▶ **THE TASK**
Reproduce the lines below, swapping every "marker" for "pin" and leaving everything else unchanged.

▶ **INPUT DATA**
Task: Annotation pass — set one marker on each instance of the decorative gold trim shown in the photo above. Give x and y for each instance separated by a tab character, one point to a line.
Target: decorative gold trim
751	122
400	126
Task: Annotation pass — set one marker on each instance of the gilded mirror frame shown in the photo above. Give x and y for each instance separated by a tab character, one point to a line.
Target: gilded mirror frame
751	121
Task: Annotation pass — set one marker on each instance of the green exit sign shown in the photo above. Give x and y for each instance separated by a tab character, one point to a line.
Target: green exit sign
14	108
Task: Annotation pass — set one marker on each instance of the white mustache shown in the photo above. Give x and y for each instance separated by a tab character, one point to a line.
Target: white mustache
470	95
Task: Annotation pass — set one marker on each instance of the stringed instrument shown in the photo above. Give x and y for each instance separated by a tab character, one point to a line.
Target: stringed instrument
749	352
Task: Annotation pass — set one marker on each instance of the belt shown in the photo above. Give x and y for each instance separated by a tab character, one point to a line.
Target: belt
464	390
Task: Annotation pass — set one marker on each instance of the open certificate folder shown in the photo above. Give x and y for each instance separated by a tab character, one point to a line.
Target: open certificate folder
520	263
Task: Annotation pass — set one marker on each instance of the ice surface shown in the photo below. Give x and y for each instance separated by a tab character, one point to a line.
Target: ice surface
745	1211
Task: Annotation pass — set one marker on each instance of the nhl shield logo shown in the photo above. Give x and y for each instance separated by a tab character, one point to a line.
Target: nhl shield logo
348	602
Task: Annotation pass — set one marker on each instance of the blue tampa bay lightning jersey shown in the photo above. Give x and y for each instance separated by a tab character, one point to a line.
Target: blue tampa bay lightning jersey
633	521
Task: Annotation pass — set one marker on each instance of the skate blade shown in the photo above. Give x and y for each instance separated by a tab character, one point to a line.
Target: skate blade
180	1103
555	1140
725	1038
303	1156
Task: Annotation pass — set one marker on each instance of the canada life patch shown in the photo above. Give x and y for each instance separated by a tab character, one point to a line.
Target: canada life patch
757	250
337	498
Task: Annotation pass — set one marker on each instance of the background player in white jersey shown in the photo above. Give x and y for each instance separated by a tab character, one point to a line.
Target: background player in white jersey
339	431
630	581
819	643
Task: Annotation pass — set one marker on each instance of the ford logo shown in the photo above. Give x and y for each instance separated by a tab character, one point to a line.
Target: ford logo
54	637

▶ **TASK RESULT**
Task: Annotation pass — set one pin on each instance of the decorative gold trim shown in the photo above. Give x and y for each instance separated by a tab character, one point to a line.
Target: decorative gold trim
751	122
400	126
Task: Annotation pass — set one pin on each instance of the gilded mirror frame shown in the photo above. Give x and y for each instance separated by a tab character, one point to a line.
Target: gilded mirror frame
751	121
Task: Annotation pass — set one pin on each instance of the green exit sign shown in the photo above. Give x and y for each instance separated by a tab character, one point to a line.
Target: green exit sign
14	108
Task: Annotation pass — set one pin on each instance of the white mustache shown in the photo above. Give x and y for each instance separated by a tab character, one point to a line.
Target: white mustache
470	95
Task: Annotation pass — set one pin on each instance of the stringed instrument shown in the photo above. Give x and y for each instance separated by a tab character, one point to a line.
Target: stringed instrument
749	352
Task: Annotation pass — set one pin on each instance of the belt shown in the photo above. Give x and y for each instance separated by a tab character, one point to a line.
Target: belt
464	390
Task: Annotation pass — set one pin on each instance of the open certificate folder shown in the photo above. Give x and y for each instance separated by a tab character, one point to a line.
Target: open certificate folder
520	263
Task: Annotation pass — set one pin on each instance of the ice surface shown in the photo below. Give x and y for each instance separated by a tab character, one point to a line.
Target: ice surface
745	1211
Task: Annotation pass — set one pin on each instance of the nhl shield logo shown in the photo above. Give x and y for each instance separated by a tab character, one point to a line.
Target: nhl shield logo
348	602
Task: Annotation pass — set one pin on each instance of the blue tampa bay lightning jersey shown in the photo above. Give x and y for each instance separated by a tab character, one point to a line.
Target: blue tampa bay lightning jersey
633	521
Task: Annotation pass — set one pin on each instance of the skate blade shown in the photo above. Give x and y for each instance separated by a tab character, one point to a line.
Target: skate blade
180	1103
555	1140
725	1038
303	1156
Task: Annotation pass — set one pin on each instance of the canada life patch shown in the photo above. Give x and y for each instance separated by a tab character, one point to a line.
Target: canada life patch
757	250
337	498
Task: Annotation pass — set one pin on each instance of the background player in white jersey shown in the photo above. Give x and y for each instance separated by a tab character, one point to a line.
Target: background player in white jersey
339	431
630	581
819	643
Task: Annotation pass — set one pin on each instance of the ford logo shown in the photo above. Give x and y for each instance separated by a tab character, one point to a line.
Target: ford logo
54	637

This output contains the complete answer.